EXCERPTED TEXT section start
I've been living in this apartment in Brooklyn for 7 months now, longer than I've lived anywhere in two years. I've taken on such complete ownership of my space, obsessively working every day on improving it, making it my own safe haven. And yet I'm not even on a lease! I don't own this apartment, I don't even officially live here. And yet, it feels more to me like home than any place I've lived since college (and I've lived in a lot of places.) Returning home on Monday after the show closed was such a huge relief, to a girl who's moved more than 25 times in 23 years, who is constantly grasping at newfangled definitions of "home", trying to find one that fits. And you know, I think for me home is a transient idea that doesn't depend on any particular four walls and a ceiling (although they're certainly appreciated), or any particular address, or even any particular city. Home is wherever and whatever I make of it. Home is a state of knowing where you are in relation to the rest of the world. That address and these four walls help me to orient myself in the world, to know where I'm coming from and where I'm going. When I'm away from them, I feel displaced, though it would be just as easy for me to rearrange myself in a different location.


Recently I was discussing committment in relationships with a boy. He said he thought of relationships like cars (such a stereotypically testosterone-filled analogy, I know): either you're taking it for a test drive, you're renting short-term, or you're leasing. Or, I suppose, you could pay for it all at once if you're loaded. Anyway. And I thought, what a close-ended way of thinking! "Committment" in relationship terms is such a problematic concept to me. How can we know how long someone will be in our lives? Trying to compartmentalize our lives into time frames is so limiting. If we try to know how long something will last, we can so easily end up smothering it.


Today, I am content. I know where I am. I love and am loved. I appreciate the peace and the stillness I currently have at my disposal. Today I am free of obligations. I know that everything is temporary. My apartment is temporary. My unemployment is temporary. Even my peace of mind is temporary. And as director Whit MacLaughlin once said to us in rehearsal, "change, if we consider it a constant, can be a comfort." All I know is that things will change. And so in this moment, I am thankful for the opportunities and the people in my life. Although I know they will flow in and out of my life like the tides, the lessons I learn from them will stay with me permanently. Everything leaves its residue on us. Someday, I'll look back fondly on this time in my life and remember what it was like to not know...how freeing, how exhilirating it can be to be unsure.


I am no longer afraid of not knowing. I am no longer afraid of loss or failure or even rejection. I am living without expectations, without certainty, without trying to possess or be possessed. This life I get to live right now, in my cozy apartment, with my lovely friends around me, with creative work to do, with a snuggly boy on the side, is just one of the many lives I've lived. All I'm certain of is that there will be many more to come.
EXCERPTED TEXT section end
STORED DATA section start
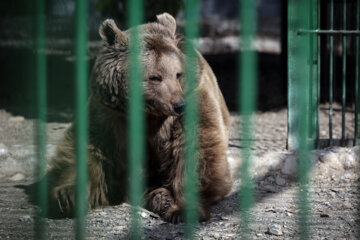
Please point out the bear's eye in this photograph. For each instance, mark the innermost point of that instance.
STORED DATA section end
◆ **ASSIGNED TASK 1**
Answer these questions from the essay on home:
(a) How many months has the writer been living in the Brooklyn apartment?
(b) In the boy's car analogy for relationships, what three options does he list with "either"?
(c) Which director is quoted on change as a comfort?
◆ **ASSIGNED TASK 2**
Copy word for word the stretch of the essay on home from "Today, I am" through "to be unsure.".

◆ **YOUR SOLUTION 1**
(a) 7 months
(b) Taking it for a test drive, renting short-term, or leasing
(c) Whit MacLaughlin

◆ **YOUR SOLUTION 2**
Today, I am content. I know where I am. I love and am loved. I appreciate the peace and the stillness I currently have at my disposal. Today I am free of obligations. I know that everything is temporary. My apartment is temporary. My unemployment is temporary. Even my peace of mind is temporary. And as director Whit MacLaughlin once said to us in rehearsal, "change, if we consider it a constant, can be a comfort." All I know is that things will change. And so in this moment, I am thankful for the opportunities and the people in my life. Although I know they will flow in and out of my life like the tides, the lessons I learn from them will stay with me permanently. Everything leaves its residue on us. Someday, I'll look back fondly on this time in my life and remember what it was like to not know...how freeing, how exhilirating it can be to be unsure.